start SUPPLIED ENTRIES

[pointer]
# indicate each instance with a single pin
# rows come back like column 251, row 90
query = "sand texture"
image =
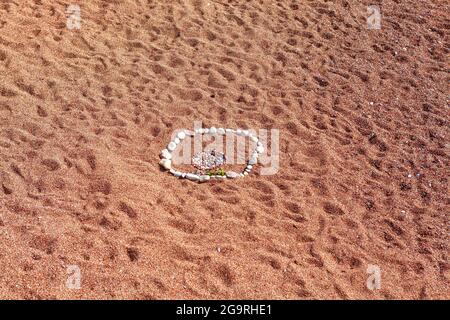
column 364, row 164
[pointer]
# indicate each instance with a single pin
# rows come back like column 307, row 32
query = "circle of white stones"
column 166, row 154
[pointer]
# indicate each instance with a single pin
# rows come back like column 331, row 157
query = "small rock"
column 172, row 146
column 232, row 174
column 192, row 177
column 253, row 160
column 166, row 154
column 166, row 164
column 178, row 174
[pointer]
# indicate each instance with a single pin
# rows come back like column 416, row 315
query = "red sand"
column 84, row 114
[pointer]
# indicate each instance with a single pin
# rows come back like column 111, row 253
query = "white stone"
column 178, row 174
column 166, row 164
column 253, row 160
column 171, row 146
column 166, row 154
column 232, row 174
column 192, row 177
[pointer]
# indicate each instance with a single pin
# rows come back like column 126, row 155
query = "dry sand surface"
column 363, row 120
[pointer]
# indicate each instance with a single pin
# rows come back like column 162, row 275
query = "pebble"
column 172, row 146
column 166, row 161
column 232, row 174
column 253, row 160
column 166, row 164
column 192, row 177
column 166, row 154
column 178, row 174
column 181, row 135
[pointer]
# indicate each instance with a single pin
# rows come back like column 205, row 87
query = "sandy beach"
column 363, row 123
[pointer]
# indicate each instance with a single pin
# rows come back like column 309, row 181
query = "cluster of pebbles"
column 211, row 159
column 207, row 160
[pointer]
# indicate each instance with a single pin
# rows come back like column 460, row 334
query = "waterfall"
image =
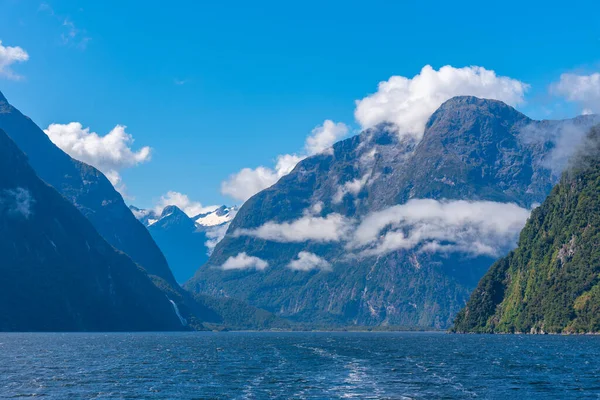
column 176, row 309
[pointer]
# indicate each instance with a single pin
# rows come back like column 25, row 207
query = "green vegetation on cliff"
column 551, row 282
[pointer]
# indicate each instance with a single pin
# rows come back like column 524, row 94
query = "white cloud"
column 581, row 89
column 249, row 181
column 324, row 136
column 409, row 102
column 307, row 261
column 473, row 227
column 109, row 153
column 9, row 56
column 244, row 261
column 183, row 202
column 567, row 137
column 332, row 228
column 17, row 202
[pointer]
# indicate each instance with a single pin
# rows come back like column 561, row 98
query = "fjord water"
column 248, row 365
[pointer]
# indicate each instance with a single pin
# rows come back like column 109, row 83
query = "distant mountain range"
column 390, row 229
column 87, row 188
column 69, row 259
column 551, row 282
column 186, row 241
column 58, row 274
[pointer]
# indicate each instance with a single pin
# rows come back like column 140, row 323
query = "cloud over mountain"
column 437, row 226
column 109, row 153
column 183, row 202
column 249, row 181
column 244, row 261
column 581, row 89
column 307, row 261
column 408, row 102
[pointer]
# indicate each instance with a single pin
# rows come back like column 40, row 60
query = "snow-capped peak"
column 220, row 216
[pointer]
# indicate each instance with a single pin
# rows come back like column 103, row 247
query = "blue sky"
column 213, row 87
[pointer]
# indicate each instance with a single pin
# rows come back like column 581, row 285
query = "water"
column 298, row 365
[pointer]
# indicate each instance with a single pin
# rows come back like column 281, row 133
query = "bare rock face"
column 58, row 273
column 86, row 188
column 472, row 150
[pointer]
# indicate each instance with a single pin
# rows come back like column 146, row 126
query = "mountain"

end SUPPLIED ENTRIES

• SHORT TASK: Copy out the entries verbatim and leave the images out.

• SOLUTION TO THIS EXERCISE:
[pointer]
# indicate each instance with a single pin
# rows come back like column 251, row 90
query = "sand texture"
image =
column 364, row 164
[pointer]
# indicate each instance with a single pin
# rows come back like column 307, row 32
query = "circle of white stones"
column 166, row 154
[pointer]
# indicate each instance with a single pin
# rows come back like column 331, row 157
query = "small rock"
column 172, row 146
column 232, row 174
column 192, row 177
column 253, row 160
column 166, row 154
column 166, row 164
column 178, row 174
[pointer]
# indicate each instance with a single pin
# rows come back like column 416, row 315
query = "red sand"
column 84, row 114
[pointer]
# indicate each instance with a single pin
# rows come back like column 111, row 253
query = "white stone"
column 178, row 174
column 166, row 164
column 253, row 160
column 171, row 146
column 166, row 154
column 232, row 174
column 192, row 177
[pointer]
# indicate each instance with a single pin
# rows come back like column 126, row 155
query = "dry sand surface"
column 363, row 120
[pointer]
# indicate each instance with a single pin
# rows come back like column 162, row 275
query = "pebble"
column 172, row 146
column 166, row 161
column 232, row 174
column 253, row 160
column 166, row 164
column 192, row 177
column 166, row 154
column 178, row 174
column 181, row 135
[pointer]
# indicate each instance with a single pin
# rows come back like column 205, row 87
query = "sandy beach"
column 363, row 123
[pointer]
# indicate each instance with a single pin
# rows come back like column 309, row 181
query = "cluster of pebbles"
column 211, row 159
column 207, row 160
[pointer]
# indicate each instance with a single pin
# rows come back like column 460, row 334
query = "waterfall"
image =
column 176, row 309
[pointer]
# indicate each instance with a single pin
# rows come back like column 25, row 207
query = "green vegetation on cliff"
column 551, row 282
[pointer]
# indicate each instance with a single pin
# rows come back like column 524, row 94
query = "white cloud"
column 581, row 89
column 249, row 181
column 324, row 136
column 409, row 102
column 307, row 261
column 473, row 227
column 109, row 153
column 9, row 56
column 244, row 261
column 183, row 202
column 567, row 137
column 332, row 228
column 17, row 202
[pointer]
# indicate each instance with a single pin
# rows come back like column 561, row 98
query = "fjord water"
column 248, row 365
[pointer]
# indicate each instance with a single pin
# rows come back like column 109, row 83
query = "distant mountain range"
column 390, row 229
column 87, row 188
column 69, row 259
column 551, row 282
column 186, row 241
column 58, row 274
[pointer]
# indicate each instance with a single pin
# rows come back like column 140, row 323
query = "cloud over mountain"
column 437, row 226
column 109, row 153
column 183, row 202
column 249, row 181
column 244, row 261
column 581, row 89
column 307, row 261
column 408, row 102
[pointer]
# indicate each instance with a single pin
# rows come back like column 40, row 60
query = "snow-capped peak"
column 220, row 216
[pointer]
# indicate each instance with a single pin
# rows come back like column 103, row 247
query = "blue sky"
column 213, row 87
[pointer]
# indicate each instance with a single pin
# rows come back like column 581, row 285
query = "water"
column 298, row 365
[pointer]
# indicate each instance with a single pin
# rows come back like column 281, row 133
query = "bare rock face"
column 58, row 273
column 86, row 188
column 472, row 150
[pointer]
# indicate each instance with a single pin
# rows come back like column 146, row 126
query = "mountain"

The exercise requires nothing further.